**TASK DIRECTIONS**.
In how many lines of the listing does the string "blue" appear? Give only the number.

**DATA UNDER STUDY**.

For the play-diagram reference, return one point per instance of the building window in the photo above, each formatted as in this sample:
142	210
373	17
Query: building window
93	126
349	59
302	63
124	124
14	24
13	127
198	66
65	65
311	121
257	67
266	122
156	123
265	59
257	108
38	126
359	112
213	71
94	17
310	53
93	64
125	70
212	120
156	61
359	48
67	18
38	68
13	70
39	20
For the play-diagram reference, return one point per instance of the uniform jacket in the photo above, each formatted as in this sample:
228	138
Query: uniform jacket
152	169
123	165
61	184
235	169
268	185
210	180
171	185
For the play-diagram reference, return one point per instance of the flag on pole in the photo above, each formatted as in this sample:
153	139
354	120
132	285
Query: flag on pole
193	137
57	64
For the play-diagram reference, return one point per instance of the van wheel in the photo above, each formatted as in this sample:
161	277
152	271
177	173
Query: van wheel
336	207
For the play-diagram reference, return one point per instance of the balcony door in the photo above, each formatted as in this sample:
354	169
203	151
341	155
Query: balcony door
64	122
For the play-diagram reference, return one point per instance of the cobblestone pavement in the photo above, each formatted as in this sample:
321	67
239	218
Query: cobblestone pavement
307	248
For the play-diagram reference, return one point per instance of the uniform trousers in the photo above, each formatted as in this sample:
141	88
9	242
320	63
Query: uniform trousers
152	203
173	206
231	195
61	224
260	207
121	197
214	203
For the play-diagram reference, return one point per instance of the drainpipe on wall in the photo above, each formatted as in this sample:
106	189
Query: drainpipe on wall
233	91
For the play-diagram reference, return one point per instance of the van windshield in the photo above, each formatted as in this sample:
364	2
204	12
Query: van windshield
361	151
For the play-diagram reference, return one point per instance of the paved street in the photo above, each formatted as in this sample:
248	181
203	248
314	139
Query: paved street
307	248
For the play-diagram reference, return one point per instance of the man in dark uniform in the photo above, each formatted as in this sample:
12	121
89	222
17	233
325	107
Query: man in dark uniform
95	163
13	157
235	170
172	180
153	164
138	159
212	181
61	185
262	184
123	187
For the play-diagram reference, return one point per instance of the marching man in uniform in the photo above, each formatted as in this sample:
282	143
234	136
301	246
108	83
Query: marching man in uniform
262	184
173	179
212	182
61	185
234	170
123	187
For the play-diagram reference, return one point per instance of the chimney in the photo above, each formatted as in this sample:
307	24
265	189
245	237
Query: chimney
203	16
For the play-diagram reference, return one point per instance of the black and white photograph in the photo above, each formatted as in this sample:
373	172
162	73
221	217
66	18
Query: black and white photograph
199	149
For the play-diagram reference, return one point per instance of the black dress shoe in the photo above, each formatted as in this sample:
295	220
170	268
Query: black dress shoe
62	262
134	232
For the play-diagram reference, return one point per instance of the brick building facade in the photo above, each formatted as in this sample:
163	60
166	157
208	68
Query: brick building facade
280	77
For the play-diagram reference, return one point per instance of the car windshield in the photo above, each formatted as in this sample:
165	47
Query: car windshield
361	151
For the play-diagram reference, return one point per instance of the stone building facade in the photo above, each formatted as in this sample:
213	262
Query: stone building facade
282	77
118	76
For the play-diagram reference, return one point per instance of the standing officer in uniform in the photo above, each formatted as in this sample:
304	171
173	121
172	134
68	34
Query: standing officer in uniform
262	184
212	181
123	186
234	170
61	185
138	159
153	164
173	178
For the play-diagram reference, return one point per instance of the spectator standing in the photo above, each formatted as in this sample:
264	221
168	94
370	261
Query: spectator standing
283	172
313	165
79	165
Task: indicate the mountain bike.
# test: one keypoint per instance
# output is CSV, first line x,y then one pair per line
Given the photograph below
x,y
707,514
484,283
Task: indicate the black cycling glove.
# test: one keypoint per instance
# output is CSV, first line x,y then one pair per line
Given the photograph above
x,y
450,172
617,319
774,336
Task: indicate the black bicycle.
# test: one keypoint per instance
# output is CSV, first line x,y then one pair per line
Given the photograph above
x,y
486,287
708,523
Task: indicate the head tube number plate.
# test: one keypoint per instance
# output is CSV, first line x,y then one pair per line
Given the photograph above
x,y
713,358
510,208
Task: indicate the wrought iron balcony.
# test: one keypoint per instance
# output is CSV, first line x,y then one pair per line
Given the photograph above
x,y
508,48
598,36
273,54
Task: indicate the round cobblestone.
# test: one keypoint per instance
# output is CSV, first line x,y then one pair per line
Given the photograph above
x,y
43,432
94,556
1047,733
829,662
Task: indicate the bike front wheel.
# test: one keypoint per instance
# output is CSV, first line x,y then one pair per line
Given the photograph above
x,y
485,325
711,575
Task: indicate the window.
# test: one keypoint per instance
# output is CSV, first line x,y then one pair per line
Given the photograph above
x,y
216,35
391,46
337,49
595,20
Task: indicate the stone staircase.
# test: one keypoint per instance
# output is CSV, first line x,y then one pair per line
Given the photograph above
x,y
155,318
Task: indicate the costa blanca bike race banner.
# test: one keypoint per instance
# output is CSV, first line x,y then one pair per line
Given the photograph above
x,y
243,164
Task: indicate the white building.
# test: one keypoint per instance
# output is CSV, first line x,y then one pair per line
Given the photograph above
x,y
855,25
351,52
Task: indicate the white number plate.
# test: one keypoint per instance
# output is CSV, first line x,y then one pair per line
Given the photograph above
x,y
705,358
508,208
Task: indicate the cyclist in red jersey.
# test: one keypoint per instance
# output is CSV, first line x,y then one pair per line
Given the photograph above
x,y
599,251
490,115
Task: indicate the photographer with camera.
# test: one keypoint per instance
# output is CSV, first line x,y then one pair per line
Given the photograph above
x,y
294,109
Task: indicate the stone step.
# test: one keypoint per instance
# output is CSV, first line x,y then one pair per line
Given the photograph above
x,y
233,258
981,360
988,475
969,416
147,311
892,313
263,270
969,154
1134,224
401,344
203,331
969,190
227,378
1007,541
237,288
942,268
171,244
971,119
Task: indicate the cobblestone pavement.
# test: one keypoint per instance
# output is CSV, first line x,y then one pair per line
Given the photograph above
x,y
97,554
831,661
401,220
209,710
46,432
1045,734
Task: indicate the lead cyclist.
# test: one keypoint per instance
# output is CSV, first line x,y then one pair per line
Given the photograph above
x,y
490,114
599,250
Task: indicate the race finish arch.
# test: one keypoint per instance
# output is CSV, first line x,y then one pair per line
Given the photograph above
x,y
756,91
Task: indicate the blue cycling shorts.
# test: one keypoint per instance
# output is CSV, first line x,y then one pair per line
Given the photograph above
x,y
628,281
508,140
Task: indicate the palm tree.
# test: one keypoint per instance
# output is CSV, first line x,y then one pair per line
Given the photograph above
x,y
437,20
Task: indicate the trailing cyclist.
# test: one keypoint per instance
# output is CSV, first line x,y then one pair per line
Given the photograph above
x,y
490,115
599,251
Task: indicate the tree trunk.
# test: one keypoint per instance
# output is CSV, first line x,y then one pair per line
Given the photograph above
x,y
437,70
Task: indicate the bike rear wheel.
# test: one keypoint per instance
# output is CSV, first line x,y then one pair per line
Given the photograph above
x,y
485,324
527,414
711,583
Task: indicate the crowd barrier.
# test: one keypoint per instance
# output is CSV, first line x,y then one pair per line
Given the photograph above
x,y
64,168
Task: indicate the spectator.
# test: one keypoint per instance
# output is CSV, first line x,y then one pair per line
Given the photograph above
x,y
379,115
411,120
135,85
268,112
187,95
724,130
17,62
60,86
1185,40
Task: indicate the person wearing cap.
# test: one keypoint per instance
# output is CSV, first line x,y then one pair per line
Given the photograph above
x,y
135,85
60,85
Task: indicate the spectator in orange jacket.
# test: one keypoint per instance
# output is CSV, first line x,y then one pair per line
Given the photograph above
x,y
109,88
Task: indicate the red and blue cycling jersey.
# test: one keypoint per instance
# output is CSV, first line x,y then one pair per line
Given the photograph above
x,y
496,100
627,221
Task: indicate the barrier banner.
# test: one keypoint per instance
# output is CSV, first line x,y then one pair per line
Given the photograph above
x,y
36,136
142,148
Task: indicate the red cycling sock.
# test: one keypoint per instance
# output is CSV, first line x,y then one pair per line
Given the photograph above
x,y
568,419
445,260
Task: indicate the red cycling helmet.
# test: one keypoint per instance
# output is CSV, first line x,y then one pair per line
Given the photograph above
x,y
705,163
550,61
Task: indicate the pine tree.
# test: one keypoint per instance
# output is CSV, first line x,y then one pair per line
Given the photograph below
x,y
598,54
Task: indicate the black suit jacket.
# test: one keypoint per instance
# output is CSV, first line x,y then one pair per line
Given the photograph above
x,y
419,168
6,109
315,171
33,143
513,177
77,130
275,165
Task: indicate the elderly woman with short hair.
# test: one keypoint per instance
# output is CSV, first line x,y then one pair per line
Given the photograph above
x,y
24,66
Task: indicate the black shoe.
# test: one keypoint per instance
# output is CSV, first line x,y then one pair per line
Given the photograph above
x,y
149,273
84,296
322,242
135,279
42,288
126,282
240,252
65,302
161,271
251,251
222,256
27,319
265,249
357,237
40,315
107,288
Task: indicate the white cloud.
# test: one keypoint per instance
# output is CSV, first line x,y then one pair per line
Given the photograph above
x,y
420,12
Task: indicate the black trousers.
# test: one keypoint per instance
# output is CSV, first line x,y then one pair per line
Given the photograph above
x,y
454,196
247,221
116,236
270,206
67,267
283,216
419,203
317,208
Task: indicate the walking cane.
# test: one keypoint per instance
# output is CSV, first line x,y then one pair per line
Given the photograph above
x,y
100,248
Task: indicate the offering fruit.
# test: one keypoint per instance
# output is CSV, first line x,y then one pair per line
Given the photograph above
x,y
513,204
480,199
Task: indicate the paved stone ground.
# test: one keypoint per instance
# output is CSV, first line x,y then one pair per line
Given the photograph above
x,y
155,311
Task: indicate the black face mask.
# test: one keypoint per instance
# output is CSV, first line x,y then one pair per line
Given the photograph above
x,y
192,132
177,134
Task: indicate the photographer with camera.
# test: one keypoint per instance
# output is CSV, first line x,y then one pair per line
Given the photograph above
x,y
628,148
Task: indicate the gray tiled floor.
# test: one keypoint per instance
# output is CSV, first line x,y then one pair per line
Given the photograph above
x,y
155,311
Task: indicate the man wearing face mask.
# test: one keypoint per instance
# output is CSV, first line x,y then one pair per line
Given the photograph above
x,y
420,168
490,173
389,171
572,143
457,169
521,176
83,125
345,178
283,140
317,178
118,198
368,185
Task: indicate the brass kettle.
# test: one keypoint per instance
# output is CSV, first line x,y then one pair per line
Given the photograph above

**RESULT**.
2